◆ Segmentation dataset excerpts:
******************************

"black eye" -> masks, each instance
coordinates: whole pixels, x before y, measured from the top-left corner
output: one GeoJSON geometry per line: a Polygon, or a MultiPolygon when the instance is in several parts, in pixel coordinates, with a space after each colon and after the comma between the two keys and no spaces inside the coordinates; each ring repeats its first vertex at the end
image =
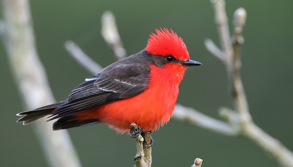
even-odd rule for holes
{"type": "Polygon", "coordinates": [[[174,60],[174,58],[172,56],[168,56],[166,57],[166,60],[169,62],[171,62],[174,60]]]}

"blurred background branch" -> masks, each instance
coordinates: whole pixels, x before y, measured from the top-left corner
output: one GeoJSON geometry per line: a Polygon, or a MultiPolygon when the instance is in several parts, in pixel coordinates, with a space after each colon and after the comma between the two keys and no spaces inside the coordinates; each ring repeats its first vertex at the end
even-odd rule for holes
{"type": "Polygon", "coordinates": [[[126,58],[126,50],[123,47],[114,14],[109,11],[105,12],[102,15],[101,21],[102,36],[113,50],[117,60],[126,58]]]}
{"type": "MultiPolygon", "coordinates": [[[[225,53],[226,59],[223,59],[224,64],[227,66],[228,76],[232,79],[232,95],[235,100],[235,110],[239,115],[239,124],[242,134],[255,142],[264,150],[272,155],[281,165],[293,166],[293,154],[280,142],[266,133],[255,125],[249,113],[248,104],[244,88],[240,76],[239,70],[241,62],[240,59],[240,47],[244,43],[241,35],[245,24],[246,11],[239,8],[234,13],[233,22],[234,26],[233,37],[230,37],[229,25],[224,0],[211,0],[215,11],[215,22],[222,44],[222,50],[225,53]],[[233,40],[232,40],[233,39],[233,40]],[[232,49],[233,49],[233,50],[232,49]],[[231,70],[230,71],[230,70],[231,70]]],[[[214,47],[207,45],[208,50],[212,50],[214,47]]],[[[215,55],[214,52],[211,52],[215,55]]],[[[222,57],[222,52],[216,57],[222,57]]]]}
{"type": "MultiPolygon", "coordinates": [[[[1,37],[25,108],[31,110],[54,103],[38,56],[28,1],[3,0],[2,9],[1,37]]],[[[52,123],[46,122],[45,118],[33,124],[50,166],[81,166],[67,131],[53,131],[52,123]]]]}

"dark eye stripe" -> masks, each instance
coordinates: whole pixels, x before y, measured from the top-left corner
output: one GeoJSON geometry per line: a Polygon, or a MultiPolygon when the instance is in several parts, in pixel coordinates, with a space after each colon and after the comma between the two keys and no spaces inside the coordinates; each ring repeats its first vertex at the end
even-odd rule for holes
{"type": "Polygon", "coordinates": [[[167,56],[166,58],[166,60],[169,62],[171,62],[174,60],[174,58],[172,56],[167,56]]]}

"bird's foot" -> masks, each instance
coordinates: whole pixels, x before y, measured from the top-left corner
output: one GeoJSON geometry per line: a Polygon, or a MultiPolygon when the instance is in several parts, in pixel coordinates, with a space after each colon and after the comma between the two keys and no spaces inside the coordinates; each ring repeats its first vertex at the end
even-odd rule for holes
{"type": "Polygon", "coordinates": [[[143,133],[144,132],[144,129],[143,128],[138,127],[136,125],[135,126],[131,126],[131,129],[129,131],[130,134],[134,136],[133,137],[131,137],[133,138],[137,137],[141,133],[143,133]]]}
{"type": "Polygon", "coordinates": [[[151,147],[151,146],[153,145],[153,144],[154,144],[154,139],[153,139],[153,138],[151,137],[151,136],[150,135],[150,134],[151,133],[151,131],[148,131],[147,132],[148,132],[149,133],[148,135],[149,135],[149,137],[147,138],[149,139],[149,141],[147,141],[148,140],[147,139],[147,138],[146,137],[146,135],[143,135],[142,136],[144,137],[144,138],[145,139],[143,143],[144,144],[148,144],[148,142],[149,143],[149,145],[148,146],[148,147],[151,147]]]}

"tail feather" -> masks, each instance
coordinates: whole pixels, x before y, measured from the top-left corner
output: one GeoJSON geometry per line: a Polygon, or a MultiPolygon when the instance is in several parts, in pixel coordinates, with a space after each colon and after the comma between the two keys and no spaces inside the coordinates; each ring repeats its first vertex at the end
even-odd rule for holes
{"type": "Polygon", "coordinates": [[[78,117],[73,115],[66,116],[58,119],[53,124],[53,130],[57,131],[76,127],[83,127],[99,123],[100,121],[96,119],[79,120],[78,117]]]}
{"type": "Polygon", "coordinates": [[[39,118],[51,114],[55,109],[64,102],[64,101],[36,109],[19,113],[16,115],[23,116],[17,120],[17,122],[22,122],[25,125],[39,118]]]}

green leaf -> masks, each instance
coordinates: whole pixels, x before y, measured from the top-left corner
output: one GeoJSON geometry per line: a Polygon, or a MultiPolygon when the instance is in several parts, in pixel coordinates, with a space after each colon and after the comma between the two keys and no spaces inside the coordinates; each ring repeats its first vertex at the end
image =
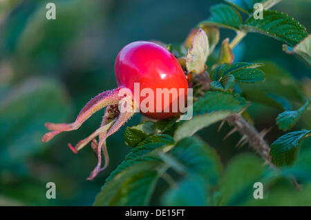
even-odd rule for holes
{"type": "Polygon", "coordinates": [[[301,118],[301,114],[305,111],[309,104],[310,101],[308,100],[298,110],[287,110],[279,114],[276,117],[276,124],[278,125],[279,128],[283,130],[288,130],[294,127],[301,118]]]}
{"type": "Polygon", "coordinates": [[[300,190],[281,186],[272,189],[265,199],[252,199],[246,206],[310,206],[311,184],[302,186],[300,190]]]}
{"type": "Polygon", "coordinates": [[[54,80],[30,79],[11,88],[0,100],[0,166],[46,149],[44,123],[66,121],[70,110],[68,94],[54,80]]]}
{"type": "Polygon", "coordinates": [[[217,184],[222,165],[216,150],[194,137],[180,140],[169,152],[187,172],[201,177],[210,185],[217,184]]]}
{"type": "MultiPolygon", "coordinates": [[[[307,141],[305,139],[305,141],[307,141]]],[[[311,142],[310,142],[311,143],[311,142]]],[[[311,181],[311,149],[300,151],[297,160],[292,166],[284,166],[281,171],[284,175],[294,177],[303,183],[311,181]]]]}
{"type": "Polygon", "coordinates": [[[234,85],[234,77],[232,74],[227,74],[221,78],[220,81],[211,81],[211,88],[219,91],[227,91],[234,85]]]}
{"type": "Polygon", "coordinates": [[[205,181],[197,176],[186,177],[162,197],[164,206],[206,206],[209,193],[205,181]]]}
{"type": "Polygon", "coordinates": [[[194,103],[193,118],[181,123],[175,132],[174,140],[191,136],[202,128],[241,112],[245,106],[245,100],[237,94],[208,92],[194,103]]]}
{"type": "Polygon", "coordinates": [[[223,63],[231,64],[234,59],[234,55],[229,45],[229,38],[226,38],[221,43],[220,51],[219,52],[217,64],[223,63]]]}
{"type": "Polygon", "coordinates": [[[296,45],[294,48],[283,45],[283,50],[289,54],[297,54],[311,66],[311,34],[296,45]]]}
{"type": "Polygon", "coordinates": [[[263,161],[254,154],[245,153],[234,157],[220,181],[220,205],[241,206],[254,199],[254,183],[263,182],[266,171],[263,161]]]}
{"type": "Polygon", "coordinates": [[[151,134],[156,133],[156,123],[153,121],[143,121],[141,123],[126,127],[124,132],[124,141],[129,146],[135,146],[151,134]]]}
{"type": "MultiPolygon", "coordinates": [[[[162,142],[172,143],[171,138],[167,135],[153,137],[156,135],[162,142]]],[[[193,137],[181,140],[173,148],[163,147],[165,144],[162,143],[155,147],[157,141],[154,138],[146,143],[151,137],[142,141],[144,143],[140,143],[126,156],[123,165],[117,168],[117,173],[113,174],[114,177],[102,188],[95,206],[149,205],[157,182],[160,177],[164,178],[169,168],[177,168],[177,171],[182,170],[184,172],[180,178],[202,177],[205,183],[217,183],[221,163],[215,150],[193,137]]],[[[197,179],[191,180],[196,181],[197,179]]]]}
{"type": "Polygon", "coordinates": [[[247,99],[277,108],[290,110],[289,101],[305,102],[299,83],[283,68],[270,61],[259,68],[265,72],[265,80],[254,84],[238,83],[242,95],[247,99]]]}
{"type": "Polygon", "coordinates": [[[94,206],[147,206],[161,172],[160,161],[144,161],[123,170],[96,197],[94,206]]]}
{"type": "Polygon", "coordinates": [[[106,183],[109,182],[118,173],[134,164],[147,160],[156,160],[156,159],[148,157],[142,158],[142,156],[149,153],[155,149],[173,143],[173,138],[167,134],[153,134],[146,138],[144,141],[140,142],[136,147],[132,148],[122,163],[107,177],[106,183]]]}
{"type": "Polygon", "coordinates": [[[243,29],[274,37],[294,47],[308,36],[305,28],[292,17],[276,11],[263,11],[263,19],[250,16],[243,29]]]}
{"type": "Polygon", "coordinates": [[[178,127],[179,117],[176,117],[169,119],[159,120],[156,122],[156,126],[162,134],[173,136],[175,131],[178,127]]]}
{"type": "Polygon", "coordinates": [[[272,162],[278,166],[291,165],[297,155],[300,141],[311,136],[311,130],[302,130],[287,133],[278,138],[271,145],[272,162]]]}
{"type": "Polygon", "coordinates": [[[225,0],[243,12],[249,14],[254,11],[254,5],[263,4],[263,10],[267,10],[280,2],[281,0],[225,0]]]}
{"type": "Polygon", "coordinates": [[[255,83],[265,80],[263,71],[256,69],[263,66],[262,63],[238,62],[231,65],[223,64],[214,70],[211,74],[211,79],[218,80],[227,74],[232,74],[234,80],[242,83],[255,83]]]}
{"type": "Polygon", "coordinates": [[[242,24],[240,13],[233,7],[225,4],[218,4],[211,7],[211,16],[198,24],[201,28],[206,26],[218,26],[238,30],[242,24]]]}
{"type": "MultiPolygon", "coordinates": [[[[185,138],[167,154],[180,164],[186,176],[169,189],[162,198],[164,206],[211,204],[211,187],[218,182],[223,168],[216,150],[197,138],[185,138]]],[[[167,159],[164,161],[168,161],[167,159]]],[[[169,162],[169,163],[173,163],[169,162]]]]}
{"type": "Polygon", "coordinates": [[[209,46],[205,32],[199,29],[194,36],[191,47],[186,57],[186,66],[188,72],[202,73],[205,70],[205,62],[209,54],[209,46]]]}
{"type": "Polygon", "coordinates": [[[205,27],[202,29],[203,29],[207,34],[209,45],[209,54],[211,54],[219,41],[219,29],[212,26],[205,27]]]}

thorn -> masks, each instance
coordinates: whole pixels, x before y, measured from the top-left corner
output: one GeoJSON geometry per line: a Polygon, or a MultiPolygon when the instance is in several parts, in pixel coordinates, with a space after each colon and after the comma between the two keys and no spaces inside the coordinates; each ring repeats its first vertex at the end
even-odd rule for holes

******************************

◆ Task: Extract every line of the records that contains the word "masks".

◆ Answer in full:
"black eye" -> masks, each instance
"blurred background branch" -> masks, each instance
"dark eye stripe" -> masks, each instance
"bird's foot" -> masks, each instance
"tail feather" -> masks, each instance
green leaf -> masks, each instance
thorn -> masks, each instance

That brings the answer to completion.